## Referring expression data
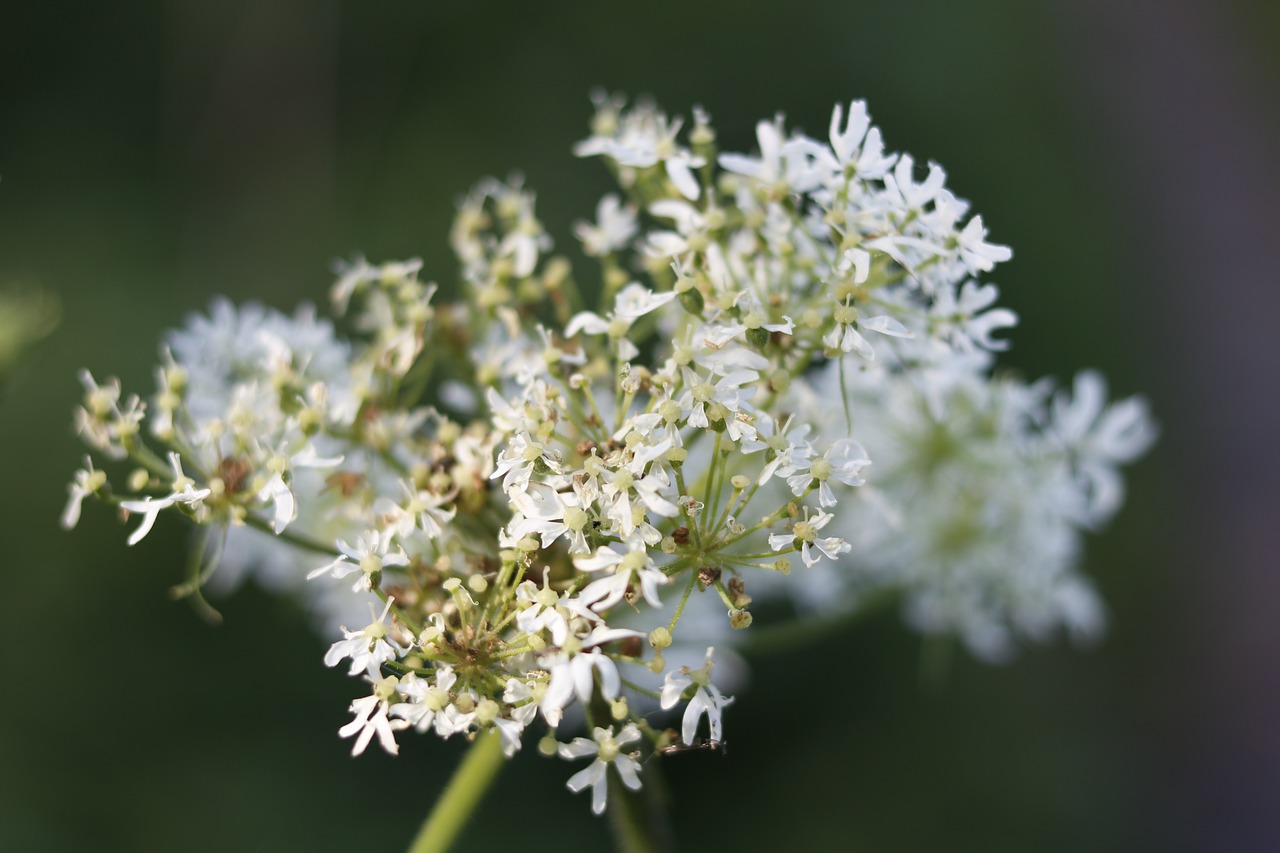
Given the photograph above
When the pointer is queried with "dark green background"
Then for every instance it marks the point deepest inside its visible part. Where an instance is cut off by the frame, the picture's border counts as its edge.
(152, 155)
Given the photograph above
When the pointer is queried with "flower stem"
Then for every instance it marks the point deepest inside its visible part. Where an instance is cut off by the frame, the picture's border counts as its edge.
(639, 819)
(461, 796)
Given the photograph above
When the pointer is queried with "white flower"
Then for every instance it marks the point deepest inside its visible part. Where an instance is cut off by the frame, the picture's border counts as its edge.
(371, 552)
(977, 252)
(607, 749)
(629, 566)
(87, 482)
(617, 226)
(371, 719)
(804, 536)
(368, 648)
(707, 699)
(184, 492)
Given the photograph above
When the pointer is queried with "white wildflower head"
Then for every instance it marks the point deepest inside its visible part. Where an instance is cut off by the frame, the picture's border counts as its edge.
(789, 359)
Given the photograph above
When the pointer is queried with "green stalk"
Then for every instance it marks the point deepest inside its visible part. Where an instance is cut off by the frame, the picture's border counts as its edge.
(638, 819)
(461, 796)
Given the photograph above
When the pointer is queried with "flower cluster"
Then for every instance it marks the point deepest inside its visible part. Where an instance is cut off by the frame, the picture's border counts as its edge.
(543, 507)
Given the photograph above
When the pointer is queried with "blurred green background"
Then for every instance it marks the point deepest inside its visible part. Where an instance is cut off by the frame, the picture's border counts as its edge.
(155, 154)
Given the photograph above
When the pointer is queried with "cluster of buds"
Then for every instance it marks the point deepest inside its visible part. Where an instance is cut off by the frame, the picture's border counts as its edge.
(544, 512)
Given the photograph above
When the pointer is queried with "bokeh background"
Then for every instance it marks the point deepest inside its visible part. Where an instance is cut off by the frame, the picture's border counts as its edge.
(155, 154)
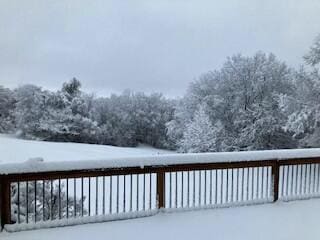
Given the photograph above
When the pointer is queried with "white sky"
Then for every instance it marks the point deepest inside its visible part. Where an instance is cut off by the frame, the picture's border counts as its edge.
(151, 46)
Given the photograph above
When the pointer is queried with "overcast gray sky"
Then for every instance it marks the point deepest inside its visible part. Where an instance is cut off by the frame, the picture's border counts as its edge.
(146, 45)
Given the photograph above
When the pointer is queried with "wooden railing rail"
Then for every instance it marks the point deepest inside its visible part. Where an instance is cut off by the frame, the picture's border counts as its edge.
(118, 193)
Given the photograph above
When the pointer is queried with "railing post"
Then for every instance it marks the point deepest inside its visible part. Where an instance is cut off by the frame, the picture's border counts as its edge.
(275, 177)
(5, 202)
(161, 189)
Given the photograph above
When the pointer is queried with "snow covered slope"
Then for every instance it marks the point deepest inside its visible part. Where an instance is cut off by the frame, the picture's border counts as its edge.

## Work order
Write out each line above containing "cluster".

## Answer box
When the pointer is queried with "flower cluster"
When the pointer is queried with "cluster of buds"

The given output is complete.